-- Your goal --
Copy each line of the records below word for word, without changing anything.

-- Named-object pointing records --
· · · · ·

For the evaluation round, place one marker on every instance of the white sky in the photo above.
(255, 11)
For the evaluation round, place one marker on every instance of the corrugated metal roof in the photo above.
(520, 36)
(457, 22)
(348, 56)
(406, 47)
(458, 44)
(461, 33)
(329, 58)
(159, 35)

· · · · ·

-- Response to this exercise --
For the evaluation round, place one marker on every instance of the white sky in the photo above.
(255, 11)
For the evaluation round, place one marker on every instance of the corrugated metal roof in the photo above.
(520, 36)
(457, 22)
(348, 56)
(406, 47)
(458, 44)
(461, 33)
(329, 58)
(159, 35)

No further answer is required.